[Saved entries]
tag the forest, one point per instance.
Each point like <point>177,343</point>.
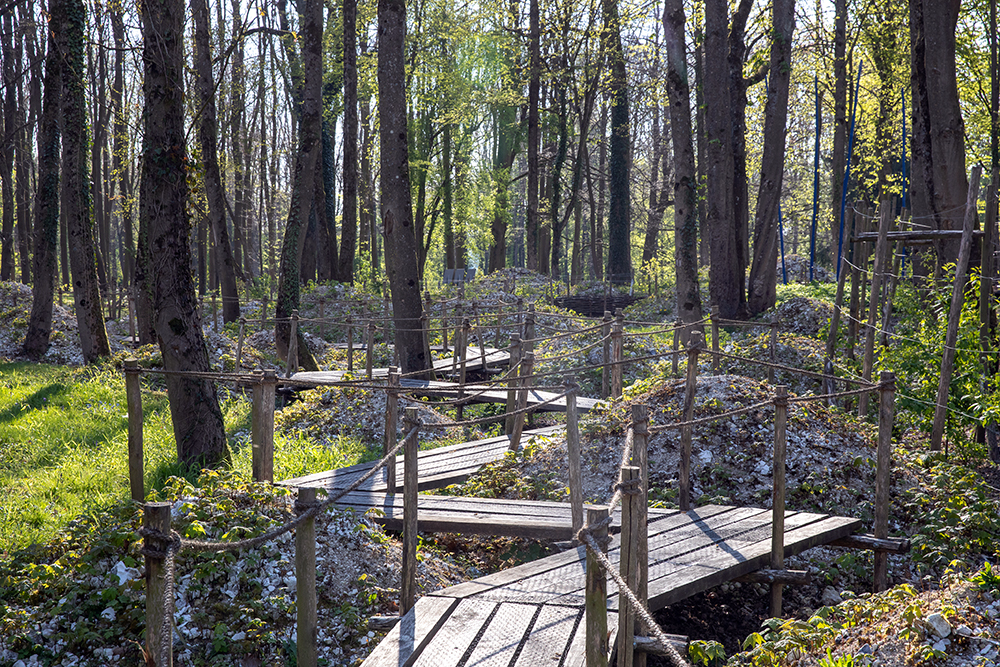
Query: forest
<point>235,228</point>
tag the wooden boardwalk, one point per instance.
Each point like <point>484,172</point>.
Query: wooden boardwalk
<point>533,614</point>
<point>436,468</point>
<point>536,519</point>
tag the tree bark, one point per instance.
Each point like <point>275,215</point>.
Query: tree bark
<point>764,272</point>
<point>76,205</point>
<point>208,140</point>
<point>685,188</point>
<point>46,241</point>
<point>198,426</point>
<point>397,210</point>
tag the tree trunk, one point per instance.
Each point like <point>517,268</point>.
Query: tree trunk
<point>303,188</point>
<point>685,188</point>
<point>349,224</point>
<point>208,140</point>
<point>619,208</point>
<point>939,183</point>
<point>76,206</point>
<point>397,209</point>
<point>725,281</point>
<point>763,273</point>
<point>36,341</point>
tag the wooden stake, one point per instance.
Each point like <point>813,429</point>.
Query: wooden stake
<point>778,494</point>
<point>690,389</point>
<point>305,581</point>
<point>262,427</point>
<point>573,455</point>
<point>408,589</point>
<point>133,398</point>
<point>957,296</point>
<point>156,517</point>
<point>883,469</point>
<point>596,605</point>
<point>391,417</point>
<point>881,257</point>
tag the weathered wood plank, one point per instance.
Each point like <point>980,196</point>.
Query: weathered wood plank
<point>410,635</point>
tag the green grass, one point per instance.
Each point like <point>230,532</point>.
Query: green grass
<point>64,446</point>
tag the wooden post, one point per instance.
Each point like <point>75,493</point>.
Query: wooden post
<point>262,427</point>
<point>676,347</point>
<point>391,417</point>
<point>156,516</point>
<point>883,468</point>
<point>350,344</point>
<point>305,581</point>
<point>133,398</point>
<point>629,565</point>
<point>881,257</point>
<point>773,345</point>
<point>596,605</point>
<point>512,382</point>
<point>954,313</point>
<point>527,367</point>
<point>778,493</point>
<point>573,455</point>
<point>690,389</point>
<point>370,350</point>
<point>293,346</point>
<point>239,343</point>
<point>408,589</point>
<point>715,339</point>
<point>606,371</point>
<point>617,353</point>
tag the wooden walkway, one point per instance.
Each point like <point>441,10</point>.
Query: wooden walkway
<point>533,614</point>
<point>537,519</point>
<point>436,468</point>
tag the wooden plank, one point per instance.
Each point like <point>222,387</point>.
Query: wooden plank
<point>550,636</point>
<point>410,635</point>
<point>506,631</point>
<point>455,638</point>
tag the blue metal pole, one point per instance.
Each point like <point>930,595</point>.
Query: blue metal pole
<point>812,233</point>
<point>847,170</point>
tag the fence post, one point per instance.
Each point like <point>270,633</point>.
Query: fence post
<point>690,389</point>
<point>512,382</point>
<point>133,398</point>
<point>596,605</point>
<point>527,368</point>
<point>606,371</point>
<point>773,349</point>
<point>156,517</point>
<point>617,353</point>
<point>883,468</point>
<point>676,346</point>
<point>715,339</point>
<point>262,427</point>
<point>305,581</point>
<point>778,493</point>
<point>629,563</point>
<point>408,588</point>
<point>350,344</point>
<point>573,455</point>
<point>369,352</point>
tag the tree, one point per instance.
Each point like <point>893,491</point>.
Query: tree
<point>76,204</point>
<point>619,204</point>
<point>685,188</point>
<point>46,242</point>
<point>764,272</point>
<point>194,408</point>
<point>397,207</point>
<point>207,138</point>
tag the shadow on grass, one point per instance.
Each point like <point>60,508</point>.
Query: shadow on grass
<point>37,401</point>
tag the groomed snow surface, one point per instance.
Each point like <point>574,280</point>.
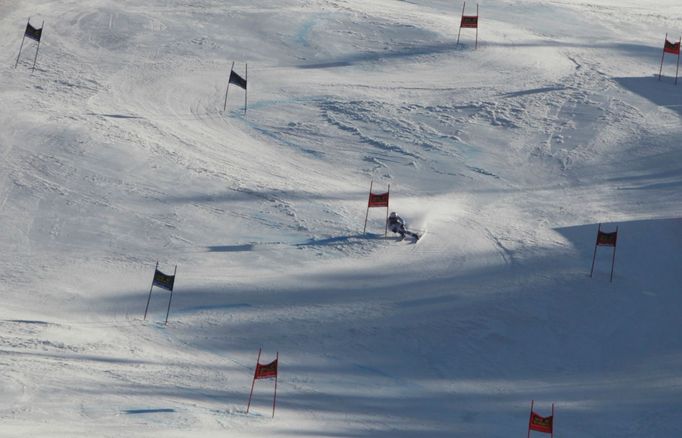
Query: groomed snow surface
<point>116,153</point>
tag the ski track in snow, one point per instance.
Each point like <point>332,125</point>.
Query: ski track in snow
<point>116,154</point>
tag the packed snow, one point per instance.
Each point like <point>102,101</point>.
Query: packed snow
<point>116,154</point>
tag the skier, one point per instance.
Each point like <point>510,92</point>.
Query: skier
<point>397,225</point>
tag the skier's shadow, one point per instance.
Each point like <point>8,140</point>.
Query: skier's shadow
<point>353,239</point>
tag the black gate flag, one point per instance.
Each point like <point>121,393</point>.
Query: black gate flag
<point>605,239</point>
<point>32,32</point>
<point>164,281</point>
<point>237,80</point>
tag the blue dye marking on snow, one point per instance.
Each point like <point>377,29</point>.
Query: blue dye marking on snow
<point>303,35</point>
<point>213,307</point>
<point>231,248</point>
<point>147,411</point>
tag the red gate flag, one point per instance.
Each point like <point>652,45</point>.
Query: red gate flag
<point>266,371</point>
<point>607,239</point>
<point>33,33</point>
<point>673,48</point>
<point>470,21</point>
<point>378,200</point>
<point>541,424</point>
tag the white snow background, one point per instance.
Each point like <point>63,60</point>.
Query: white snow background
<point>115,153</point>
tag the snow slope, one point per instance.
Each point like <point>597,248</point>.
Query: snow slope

* **GIVEN PROBLEM**
Reproduce the material word for word, starting at its first line and ending at the line that contains "<point>36,341</point>", with both ends included. Omit the pictures.

* **FINAL RESULT**
tag the forest, one point per instance.
Each point like <point>177,343</point>.
Query: forest
<point>235,228</point>
tag the wooden boardwalk, one point per instance.
Each point like <point>484,172</point>.
Query: wooden boardwalk
<point>533,614</point>
<point>436,468</point>
<point>536,519</point>
tag the tree bark, one point per instance.
Each point like <point>275,215</point>.
Query: tree bark
<point>764,272</point>
<point>76,205</point>
<point>208,140</point>
<point>685,188</point>
<point>46,241</point>
<point>198,426</point>
<point>397,210</point>
tag the tree trunk, one point per instance.
Each point like <point>517,268</point>.
Query: tree trunk
<point>303,188</point>
<point>685,188</point>
<point>349,224</point>
<point>208,140</point>
<point>619,208</point>
<point>939,183</point>
<point>76,206</point>
<point>397,209</point>
<point>725,281</point>
<point>763,273</point>
<point>36,341</point>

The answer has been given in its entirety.